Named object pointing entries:
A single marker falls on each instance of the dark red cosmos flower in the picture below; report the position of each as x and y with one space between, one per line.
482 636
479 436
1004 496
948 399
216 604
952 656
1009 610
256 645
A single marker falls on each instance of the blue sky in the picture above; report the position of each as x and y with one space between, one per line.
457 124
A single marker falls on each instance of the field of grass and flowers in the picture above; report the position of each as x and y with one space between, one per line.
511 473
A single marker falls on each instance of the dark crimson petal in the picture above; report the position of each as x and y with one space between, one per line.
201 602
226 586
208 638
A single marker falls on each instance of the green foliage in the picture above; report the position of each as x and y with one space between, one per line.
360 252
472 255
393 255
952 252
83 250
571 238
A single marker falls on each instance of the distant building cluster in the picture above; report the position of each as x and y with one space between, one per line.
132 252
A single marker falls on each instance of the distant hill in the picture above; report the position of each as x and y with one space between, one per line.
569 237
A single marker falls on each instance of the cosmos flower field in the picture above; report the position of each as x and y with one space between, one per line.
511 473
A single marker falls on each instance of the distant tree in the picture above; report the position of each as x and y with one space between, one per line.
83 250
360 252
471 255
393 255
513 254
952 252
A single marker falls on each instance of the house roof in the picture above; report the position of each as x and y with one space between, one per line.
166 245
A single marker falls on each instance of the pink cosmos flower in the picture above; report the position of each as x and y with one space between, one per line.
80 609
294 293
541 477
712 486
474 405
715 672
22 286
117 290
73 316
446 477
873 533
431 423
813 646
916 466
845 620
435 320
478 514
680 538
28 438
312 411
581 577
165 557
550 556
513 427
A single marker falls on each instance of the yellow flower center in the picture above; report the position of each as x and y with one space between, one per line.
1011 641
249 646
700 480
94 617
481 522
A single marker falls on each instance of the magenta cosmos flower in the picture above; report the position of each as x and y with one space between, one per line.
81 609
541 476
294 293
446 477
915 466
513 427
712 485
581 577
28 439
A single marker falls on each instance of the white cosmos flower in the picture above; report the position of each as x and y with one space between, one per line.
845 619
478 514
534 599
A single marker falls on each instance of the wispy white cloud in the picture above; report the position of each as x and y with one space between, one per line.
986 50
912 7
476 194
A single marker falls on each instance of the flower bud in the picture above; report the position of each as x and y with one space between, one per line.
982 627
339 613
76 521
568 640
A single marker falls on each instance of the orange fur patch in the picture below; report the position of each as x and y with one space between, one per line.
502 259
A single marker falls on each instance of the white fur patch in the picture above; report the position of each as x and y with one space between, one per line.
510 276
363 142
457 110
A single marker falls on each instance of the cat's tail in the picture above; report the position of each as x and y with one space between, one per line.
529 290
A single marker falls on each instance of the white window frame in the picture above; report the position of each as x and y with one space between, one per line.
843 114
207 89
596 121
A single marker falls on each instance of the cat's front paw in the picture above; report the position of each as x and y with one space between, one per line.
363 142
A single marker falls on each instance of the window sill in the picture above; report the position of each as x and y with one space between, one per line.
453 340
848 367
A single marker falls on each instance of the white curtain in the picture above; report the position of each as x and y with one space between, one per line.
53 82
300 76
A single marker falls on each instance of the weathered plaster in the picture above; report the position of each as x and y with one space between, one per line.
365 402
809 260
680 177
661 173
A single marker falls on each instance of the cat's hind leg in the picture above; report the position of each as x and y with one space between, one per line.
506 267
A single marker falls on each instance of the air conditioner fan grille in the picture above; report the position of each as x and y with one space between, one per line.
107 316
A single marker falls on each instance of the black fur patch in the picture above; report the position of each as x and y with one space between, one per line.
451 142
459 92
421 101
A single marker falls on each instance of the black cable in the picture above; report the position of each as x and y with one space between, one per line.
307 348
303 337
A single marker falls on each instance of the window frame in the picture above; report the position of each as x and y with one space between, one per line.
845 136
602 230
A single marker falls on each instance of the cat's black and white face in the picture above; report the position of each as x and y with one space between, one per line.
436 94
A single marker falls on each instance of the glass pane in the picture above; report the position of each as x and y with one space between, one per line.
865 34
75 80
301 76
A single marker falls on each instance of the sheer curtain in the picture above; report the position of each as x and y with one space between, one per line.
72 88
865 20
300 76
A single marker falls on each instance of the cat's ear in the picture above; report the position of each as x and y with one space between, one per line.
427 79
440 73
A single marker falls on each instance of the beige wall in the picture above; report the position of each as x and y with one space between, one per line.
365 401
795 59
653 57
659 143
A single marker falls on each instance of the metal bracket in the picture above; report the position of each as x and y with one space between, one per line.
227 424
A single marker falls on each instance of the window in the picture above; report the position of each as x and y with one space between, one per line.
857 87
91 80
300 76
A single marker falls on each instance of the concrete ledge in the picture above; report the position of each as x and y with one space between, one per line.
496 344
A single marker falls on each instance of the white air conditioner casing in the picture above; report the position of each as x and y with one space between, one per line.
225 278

▸ REQUIRED WORK:
From the records above, please extract every line and repeat it exactly.

▸ FINAL ANSWER:
A single marker falls on each instance of the dark red cosmos flower in the picture below; report the position of each as x and y with one space between, one per line.
482 636
479 436
1004 496
948 399
216 604
952 656
1009 610
256 645
A single marker falls on each instance of the blue sky in the picture above; report the position of each as x and y with one space between, one per line.
457 124
A single marker falls on each instance of the field of grass and flowers in the picture above; report the position of each as x and y with one space between, one per line.
511 473
A single marker falls on each instance of the dark crimson petal in the picture above; report the position of each as x and y with one space between, one per line.
201 602
226 586
208 638
A single marker falls on each instance of the green foliage in the picture above; report the position of each as x and y with one space between, one per line.
360 252
472 255
393 255
952 252
83 250
571 238
A single marker falls on each instance of the distant building cluster in the picture above; report the position of each as x and y with one space between, one per line.
132 252
A single marker falls on each instance of the distant hill in the picture above; report the position of each as x and y with one space between, one per line.
569 237
A single marker falls on each instance of the cosmos flower field in the picture above; report the position of each as x and y with one space between, one per line.
511 473
A single marker falls on each instance of the distant tree in the picture above; report the position of each as x and y with one space between, one per line.
83 250
360 252
471 255
393 255
513 254
952 252
A single marker falls on each instance of the house roof in the picture above; report the position of each as x and y with one space between, one per line.
166 245
A single marker falls on each instance of the pink cosmos flower in the picture above; report the position of each as x and y with one space between, one per line.
80 609
294 293
541 477
712 486
474 405
715 672
22 286
117 290
73 316
446 477
873 533
431 423
813 646
916 466
845 620
435 320
478 514
680 538
28 438
312 411
581 577
165 557
550 556
513 427
A single marker falls on each instance of the yellow flower center in the picture above; report the position of each as x and y with one space between, one per line.
1011 641
249 646
700 480
94 617
481 522
A single marker falls on each instance of the magenta cosmos flower in the picture above; report the position of each as x and y with one space between, one per line.
81 609
541 476
294 293
446 477
915 466
513 427
712 485
581 577
28 439
A single marker falls on each instance of the white cosmos flower in the picture above; report the position of each as x and y with one space between, one per line.
845 619
478 514
534 599
A single marker falls on each instance of the wispy white cloud in the picture above; report the position of each as x and y with one space between, one per line.
986 50
912 7
476 194
A single marker falls on each instance of the flower bud in the picture above; report the position of each as x and y with one space between, one per line.
982 627
339 613
76 521
568 640
A single marker falls on each instance of the orange fur patch in the picture below; report the position of each as x and y with one space between, one per line.
502 259
A single marker falls on each instance of the white fur patch in the picture above; report the position of each as x and y with one space between, one per line.
510 276
363 142
457 110
A single marker falls on each instance of the cat's tail in the picture above; report the position of each as x and y with one space between, one per line.
529 290
A single marker falls on each instance of the white window frame in the picture above; report the position of each as x and y with one space between, one per line.
843 114
207 89
596 121
A single marker falls on each instance of the cat's front paw in the picture above; report the position of each as x and y with one space between, one per line.
363 142
A single marker falls on each instance of the window sill in the picture above; report the position of each as x and y with one space between, one per line.
453 340
848 367
A single marker falls on each instance of the white curtain in the picture above; report the position of each as x and y with one space between, one per line.
53 82
300 76
A single marker falls on each instance of the weathered plaster in the picture above; report the position of each as x and y with one space between, one per line.
365 402
809 260
680 177
661 173
A single marker falls on each instance of the cat's hind leg in the picture above; report the position of each as x and y with one space between, one per line.
506 267
A single marker falls on each instance of the air conditioner fan grille in the picture above; report the position of each as x and y with one space between, one per line.
107 316
A single marker falls on each instance of the black fur patch in the picture above; report the position of each as x and y with one space between, one per line.
451 142
459 92
421 101
A single marker falls on each instance of the black cable in the picture above; report the position of each as x and y with one space between, one per line.
307 348
303 337
A single marker falls on each instance of the window frame in the picture above; report the position of each as x and y with one space between, one per line.
845 136
602 230
A single marker falls on each instance of the cat's black and white face in the picture above; report the position of each as x and y with one space between, one per line.
436 94
A single marker falls on each instance of the glass pane in the picture above; report the position of each as x and y with one space between, one per line.
865 34
75 80
301 76
A single marker falls on each instance of the sheer curtain in the picture above; report the position of each as x and y with one space between, one per line.
72 88
865 20
300 76
A single marker falls on each instance of the cat's ear in the picture above; report the position of each as x and y with one space between, one per line.
427 79
440 73
A single marker falls on each instance of the beige wall in the picture above; report the position of each as x and y with one space between, one per line.
365 401
795 59
653 57
659 143
A single marker falls on each instance of the metal bracket in the picture above; report the position of each as x and y with one space between, one per line.
227 424
A single marker falls on each instance of the window in the picture above; report the position of each as x and y with one space between, one per line.
857 87
91 80
300 76
A single marker falls on each instance of the concrete ledge in the picture above; report the position of each as x and y with one space between, one per line.
496 344
A single marker falls on each instance of the white air conditioner casing in the picture above; report the position of each as x and y with one space between, one per line.
225 278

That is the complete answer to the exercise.